* Task goal
Write the material out again exactly.

* Pointing and labeling entries
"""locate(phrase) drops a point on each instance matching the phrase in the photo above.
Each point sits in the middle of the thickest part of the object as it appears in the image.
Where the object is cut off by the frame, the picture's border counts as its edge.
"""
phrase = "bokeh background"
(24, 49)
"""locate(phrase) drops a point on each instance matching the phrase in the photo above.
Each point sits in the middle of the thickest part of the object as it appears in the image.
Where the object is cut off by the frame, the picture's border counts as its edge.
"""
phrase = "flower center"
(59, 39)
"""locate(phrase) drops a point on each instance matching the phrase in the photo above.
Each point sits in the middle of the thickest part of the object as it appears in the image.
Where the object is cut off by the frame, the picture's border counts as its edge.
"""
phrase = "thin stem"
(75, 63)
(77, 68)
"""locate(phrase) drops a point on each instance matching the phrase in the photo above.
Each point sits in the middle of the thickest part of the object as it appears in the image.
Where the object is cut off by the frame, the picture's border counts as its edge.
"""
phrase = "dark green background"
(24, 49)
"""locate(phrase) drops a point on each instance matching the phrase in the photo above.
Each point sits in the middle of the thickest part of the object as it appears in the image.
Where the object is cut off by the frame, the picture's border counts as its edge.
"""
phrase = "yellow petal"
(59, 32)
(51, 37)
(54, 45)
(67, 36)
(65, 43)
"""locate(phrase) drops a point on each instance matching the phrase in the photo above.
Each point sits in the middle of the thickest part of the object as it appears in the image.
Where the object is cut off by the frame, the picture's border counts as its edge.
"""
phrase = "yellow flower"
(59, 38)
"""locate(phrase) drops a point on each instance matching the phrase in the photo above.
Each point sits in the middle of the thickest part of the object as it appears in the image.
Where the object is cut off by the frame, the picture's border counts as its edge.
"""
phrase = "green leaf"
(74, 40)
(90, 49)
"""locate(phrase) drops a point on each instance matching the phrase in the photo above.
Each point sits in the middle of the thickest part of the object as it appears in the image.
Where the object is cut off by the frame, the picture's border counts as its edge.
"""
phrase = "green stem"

* Output of the task
"""locate(phrase) drops a point on each instance matching the phrase in the photo above.
Each point sits in the middle of the thickest part of the object as it appears in the image.
Where the object is cut off by the frame, the picture's border counts as its edge.
"""
phrase = "bokeh background"
(24, 49)
"""locate(phrase) drops a point on each instance matching the phrase in the photo above.
Each point sits in the middle of the thickest part of the object as it appears in the image.
Where the object is cut off by the frame, the picture's border counts as its edge.
"""
phrase = "flower center"
(59, 39)
"""locate(phrase) drops a point on each instance matching the phrase in the photo above.
Each point sits in the middle of the thickest part of the object as it appears in the image.
Where the object is cut off by the frame, the picture's border counts as its edge.
"""
phrase = "thin stem"
(75, 63)
(77, 68)
"""locate(phrase) drops a point on each instance matching the phrase in the photo above.
Each point sits in the middle of the thickest part of the object as it appears in the image.
Where the object is cut off by the frame, the picture's border counts as its edge.
"""
phrase = "dark green background"
(24, 49)
"""locate(phrase) drops a point on each instance matching the phrase in the photo above.
Each point sits in the middle of the thickest part of the object as it appears in the image.
Where the object is cut off by the frame, the picture's border counts as its edge.
"""
phrase = "yellow petal"
(59, 32)
(51, 37)
(54, 45)
(67, 36)
(65, 43)
"""locate(phrase) drops a point on each instance matching the phrase in the photo above.
Each point sits in the middle of the thickest part of the object as it appears in the image.
Where the object is cut off by the frame, the picture's border counts as its edge.
"""
phrase = "yellow flower"
(59, 38)
"""locate(phrase) drops a point on each instance matching the phrase in the photo above.
Each point sits in the middle of the thickest part of the object as it appears in the image.
Where the object is cut off by the frame, the picture's border counts as its edge.
"""
phrase = "green leaf"
(74, 40)
(90, 49)
"""locate(phrase) drops a point on each instance matching the phrase in the photo above.
Each point sits in the middle of the thickest part of the object as it appears in the image.
Where the object is cut off by the frame, the picture's border counts as its edge.
"""
phrase = "green stem"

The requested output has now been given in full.